== THE DATA ==
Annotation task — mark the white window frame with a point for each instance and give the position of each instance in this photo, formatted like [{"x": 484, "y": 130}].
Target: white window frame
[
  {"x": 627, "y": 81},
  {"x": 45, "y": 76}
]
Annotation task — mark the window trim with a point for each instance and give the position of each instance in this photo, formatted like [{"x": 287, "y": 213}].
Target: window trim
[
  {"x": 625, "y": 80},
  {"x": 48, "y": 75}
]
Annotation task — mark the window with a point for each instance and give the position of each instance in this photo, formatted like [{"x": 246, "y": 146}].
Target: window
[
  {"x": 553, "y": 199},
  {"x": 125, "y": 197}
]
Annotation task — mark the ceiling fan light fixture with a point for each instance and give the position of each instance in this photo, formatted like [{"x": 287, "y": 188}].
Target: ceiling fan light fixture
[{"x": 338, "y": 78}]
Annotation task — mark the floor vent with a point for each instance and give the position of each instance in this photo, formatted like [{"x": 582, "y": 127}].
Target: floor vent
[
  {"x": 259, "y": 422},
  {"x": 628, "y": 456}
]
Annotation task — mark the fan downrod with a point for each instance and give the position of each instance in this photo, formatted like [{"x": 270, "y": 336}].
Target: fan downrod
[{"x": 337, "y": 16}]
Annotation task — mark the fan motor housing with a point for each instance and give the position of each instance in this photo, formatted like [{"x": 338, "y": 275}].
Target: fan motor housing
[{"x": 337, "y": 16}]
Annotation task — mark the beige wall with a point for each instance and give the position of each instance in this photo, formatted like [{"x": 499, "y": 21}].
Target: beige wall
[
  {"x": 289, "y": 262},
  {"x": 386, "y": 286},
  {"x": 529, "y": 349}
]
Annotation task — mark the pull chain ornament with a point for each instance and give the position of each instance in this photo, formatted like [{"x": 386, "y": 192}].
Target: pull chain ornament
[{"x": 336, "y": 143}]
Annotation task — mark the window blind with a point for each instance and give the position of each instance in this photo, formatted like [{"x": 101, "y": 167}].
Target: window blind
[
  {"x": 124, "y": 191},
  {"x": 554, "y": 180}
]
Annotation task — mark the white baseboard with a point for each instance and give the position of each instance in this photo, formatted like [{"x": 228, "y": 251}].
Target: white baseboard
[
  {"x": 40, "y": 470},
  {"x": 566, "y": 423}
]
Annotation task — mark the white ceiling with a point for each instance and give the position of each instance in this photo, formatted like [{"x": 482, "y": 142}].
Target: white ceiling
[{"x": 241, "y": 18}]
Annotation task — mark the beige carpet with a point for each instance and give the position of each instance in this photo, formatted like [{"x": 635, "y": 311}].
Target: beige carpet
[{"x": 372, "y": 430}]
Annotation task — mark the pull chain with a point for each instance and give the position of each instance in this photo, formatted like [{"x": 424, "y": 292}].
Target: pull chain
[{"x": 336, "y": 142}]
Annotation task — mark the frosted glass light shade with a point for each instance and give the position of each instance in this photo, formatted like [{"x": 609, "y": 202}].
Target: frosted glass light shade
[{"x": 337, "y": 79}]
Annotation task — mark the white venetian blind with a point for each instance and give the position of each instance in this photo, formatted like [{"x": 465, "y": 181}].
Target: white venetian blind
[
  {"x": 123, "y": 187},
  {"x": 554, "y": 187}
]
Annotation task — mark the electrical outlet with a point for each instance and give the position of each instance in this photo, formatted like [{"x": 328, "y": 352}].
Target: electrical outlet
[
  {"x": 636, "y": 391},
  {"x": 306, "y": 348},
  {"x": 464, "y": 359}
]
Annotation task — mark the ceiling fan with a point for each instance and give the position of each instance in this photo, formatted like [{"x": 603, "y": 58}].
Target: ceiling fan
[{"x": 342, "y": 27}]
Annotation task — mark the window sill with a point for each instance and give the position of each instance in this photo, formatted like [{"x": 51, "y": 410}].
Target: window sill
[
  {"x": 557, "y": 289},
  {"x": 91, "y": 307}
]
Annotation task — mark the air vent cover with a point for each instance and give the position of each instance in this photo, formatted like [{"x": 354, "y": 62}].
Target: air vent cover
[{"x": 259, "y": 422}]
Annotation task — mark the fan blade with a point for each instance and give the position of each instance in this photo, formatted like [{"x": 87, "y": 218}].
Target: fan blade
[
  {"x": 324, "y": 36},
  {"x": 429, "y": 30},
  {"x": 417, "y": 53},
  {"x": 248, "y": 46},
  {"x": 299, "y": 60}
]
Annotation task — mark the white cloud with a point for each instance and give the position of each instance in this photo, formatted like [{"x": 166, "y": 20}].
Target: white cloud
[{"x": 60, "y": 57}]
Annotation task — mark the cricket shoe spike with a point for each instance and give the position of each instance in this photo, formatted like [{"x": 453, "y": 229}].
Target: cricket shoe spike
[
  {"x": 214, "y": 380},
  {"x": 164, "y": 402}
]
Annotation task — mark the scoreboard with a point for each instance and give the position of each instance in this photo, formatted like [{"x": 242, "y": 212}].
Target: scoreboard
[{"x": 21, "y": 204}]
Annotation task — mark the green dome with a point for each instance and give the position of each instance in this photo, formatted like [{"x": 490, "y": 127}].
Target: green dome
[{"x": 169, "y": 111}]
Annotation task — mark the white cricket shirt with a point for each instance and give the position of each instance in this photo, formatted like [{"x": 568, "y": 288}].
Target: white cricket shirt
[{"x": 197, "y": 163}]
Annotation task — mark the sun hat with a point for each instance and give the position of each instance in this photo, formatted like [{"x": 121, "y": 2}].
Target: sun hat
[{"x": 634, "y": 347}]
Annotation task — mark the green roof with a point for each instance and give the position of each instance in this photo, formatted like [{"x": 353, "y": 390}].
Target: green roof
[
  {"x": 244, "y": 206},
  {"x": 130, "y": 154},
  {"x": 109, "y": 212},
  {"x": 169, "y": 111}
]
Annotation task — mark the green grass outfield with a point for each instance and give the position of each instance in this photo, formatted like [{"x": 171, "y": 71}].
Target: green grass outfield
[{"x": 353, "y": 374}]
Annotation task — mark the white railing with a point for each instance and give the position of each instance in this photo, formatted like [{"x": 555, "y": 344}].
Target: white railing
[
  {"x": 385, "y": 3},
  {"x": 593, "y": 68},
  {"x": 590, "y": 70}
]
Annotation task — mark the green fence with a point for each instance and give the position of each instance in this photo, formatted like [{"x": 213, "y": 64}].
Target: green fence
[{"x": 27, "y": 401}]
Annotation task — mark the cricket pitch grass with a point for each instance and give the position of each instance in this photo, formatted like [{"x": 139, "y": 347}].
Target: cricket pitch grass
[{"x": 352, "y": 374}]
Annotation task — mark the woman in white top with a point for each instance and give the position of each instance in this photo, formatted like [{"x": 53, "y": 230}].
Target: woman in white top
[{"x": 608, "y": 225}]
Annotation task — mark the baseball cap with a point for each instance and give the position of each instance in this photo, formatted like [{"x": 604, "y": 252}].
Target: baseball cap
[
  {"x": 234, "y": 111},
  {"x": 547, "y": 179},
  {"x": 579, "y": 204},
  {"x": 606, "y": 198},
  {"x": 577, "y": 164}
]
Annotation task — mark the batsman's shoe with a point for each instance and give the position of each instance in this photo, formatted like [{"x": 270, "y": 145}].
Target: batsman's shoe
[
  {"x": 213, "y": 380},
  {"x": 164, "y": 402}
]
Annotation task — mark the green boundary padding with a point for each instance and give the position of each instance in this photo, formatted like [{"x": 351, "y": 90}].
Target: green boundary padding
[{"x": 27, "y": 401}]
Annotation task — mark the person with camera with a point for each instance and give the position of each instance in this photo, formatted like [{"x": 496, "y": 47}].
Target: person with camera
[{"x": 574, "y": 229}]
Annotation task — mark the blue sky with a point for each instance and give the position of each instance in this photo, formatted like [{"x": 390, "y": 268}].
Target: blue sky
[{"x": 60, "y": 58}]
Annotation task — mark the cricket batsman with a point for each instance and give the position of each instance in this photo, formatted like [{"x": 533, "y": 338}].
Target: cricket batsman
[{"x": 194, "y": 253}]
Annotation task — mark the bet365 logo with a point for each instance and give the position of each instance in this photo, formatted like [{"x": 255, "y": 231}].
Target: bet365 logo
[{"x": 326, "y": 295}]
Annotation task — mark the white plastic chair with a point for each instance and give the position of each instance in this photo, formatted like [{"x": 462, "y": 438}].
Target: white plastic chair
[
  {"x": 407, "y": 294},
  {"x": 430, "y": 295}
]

== PROBLEM DETAILS ==
Return the lines beginning at the one that contains "Annotation task — mark the green boundary" and continuing through the last line of the data, exactly as they stand and without any others.

== WORKED ANSWER ==
Annotation task — mark the green boundary padding with a point for each instance and give the position of each instance in this photo, formatted like [{"x": 351, "y": 90}].
Target: green boundary padding
[{"x": 27, "y": 401}]
Annotation task — mark the person with camera with a point for each instance and give the position of each instance in this photo, formatted like [{"x": 496, "y": 47}].
Target: person with camera
[{"x": 574, "y": 229}]
Annotation task — mark the blue sky with a point for each instance and give the position of each instance in this photo, formatted like [{"x": 390, "y": 268}].
Target: blue sky
[{"x": 60, "y": 58}]
Annotation task — mark the cricket batsman with a point for each instance and give the position of each instance in this photo, formatted like [{"x": 533, "y": 338}].
Target: cricket batsman
[{"x": 194, "y": 253}]
Annotation task — mark the bet365 logo with a point for each instance and give the position of each instance in this photo, formatted like [{"x": 255, "y": 231}].
Target: bet365 logo
[{"x": 326, "y": 295}]
Annotation task — mark the white plastic chair with a point for each instance and give the position of each instance in this photo, formatted like [{"x": 462, "y": 438}].
Target: white plastic chair
[
  {"x": 407, "y": 294},
  {"x": 430, "y": 295}
]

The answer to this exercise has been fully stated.